Segment Start: Passage provided

For over forty years, Fred Tomaselli has invoked the power of nature through deftly constructed maximalist paintings and works on paper. Tomaselli’s singular painting approach fuses organic matter, photographic reproductions, and dense ornamentation into surfaces that seem to pulse with their own internal light. His work has always moved between registers: the microscopic and the cosmic, the botanical and the geometric, the careful study of the shape of nature and the vertigo of deep space. In Blooms Disrupted, the garden is Tomaselli’s primary subject, which he uses to consider the natural world as a counterweight to the urgent rush of news and media that so often interrupts our private realities. Inspired by visits to Robert Irwin’s gardens at the Getty in Los Angeles, and informed by his own history as an urban gardener, Tomaselli set out to create paintings that render nature not as a backdrop but as an immersive event in all of its awesome complexity. These intensely tactile and painterly works view the garden not only as a space for deep observation, but also as a laboratory in which a new vision of the natural world might be constructed, one that pushes against continued degradation and advocates for preservation and communal care.

The new resin paintings included in the exhibition imagine the garden as a space just as explosive, dynamic and full of possibility as the cosmos itself. In Blue Olana (2025)—which references the garden at the estate of Frederic Edwin Church, a central figure of the Hudson River School—Tomaselli presents a botanical world of kaleidoscopic detail, one where fertile flowers reveal themselves to be constructed collages, and tightly rendered vines snake and twist in the foreground before opening up into a deep blue sky above. Plum Tree (2025) shows the titular tree as an anchoring presence in the composition, with outstretched branches and a canopy of leaves carefully embedded both within and on top of the resin surface. A collage of flowers and energetic embellishments mingle with carefully described ferns, weeds and a breadth of foliage at once familiar and strange. By collapsing distinctions between time, location and season into a single composition, Tomaselli creates imaginary worlds where nature can exist in an otherwise impossible arrangement.

Segment End: Passage provided

▶ _Tasks to perform_
(A) Answer each question from the passage on Fred Tomaselli's garden paintings:
(i) For how many years has Tomaselli been making his maximalist paintings and works on paper?
(ii) Whose gardens at the Getty in Los Angeles inspired the exhibition?
(iii) Whose estate garden does Blue Olana (2025) reference?
(B) Extend the passage on Fred Tomaselli's Blooms Disrupted paintings with one more paragraph that picks up after its final sentence.

Segment Start: Information supplied

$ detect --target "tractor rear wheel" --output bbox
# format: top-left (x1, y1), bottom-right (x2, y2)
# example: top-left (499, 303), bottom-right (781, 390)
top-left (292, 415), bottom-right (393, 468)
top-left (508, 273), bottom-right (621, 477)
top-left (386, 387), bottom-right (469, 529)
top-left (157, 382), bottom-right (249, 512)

Segment End: Information supplied

▶ _Expected results_
(A)
(i) For over forty years.
(ii) Robert Irwin's.
(iii) Frederic Edwin Church's, a central figure of the Hudson River School.

(B)
A new group of New York Times collages extends Tomaselli’s long practice of making raw material from the daily news, finding fresh methods to disrupt and memorialize moments in time. For more than two decades, he has taken the front page of the paper as a point of departure before altering the headlines and reimagining the images with gouache and collage, creating surreal compositions in which aspiration and critique become inseparable. Where the Times formats reality into an authoritative structure—the bold headline, the columns in formation, the photograph above the fold—Tomaselli answers with irregular forms, optical vibration, and a chromatic restlessness that exposes the newspaper’s claim to neutrality and truth as the constructions they have always been. In these new collages, Tomaselli replaces the dominant front-page text and imagery with stories originally granted less prominence, yet which address urgent issues about nature and climate change, immigration and political strife.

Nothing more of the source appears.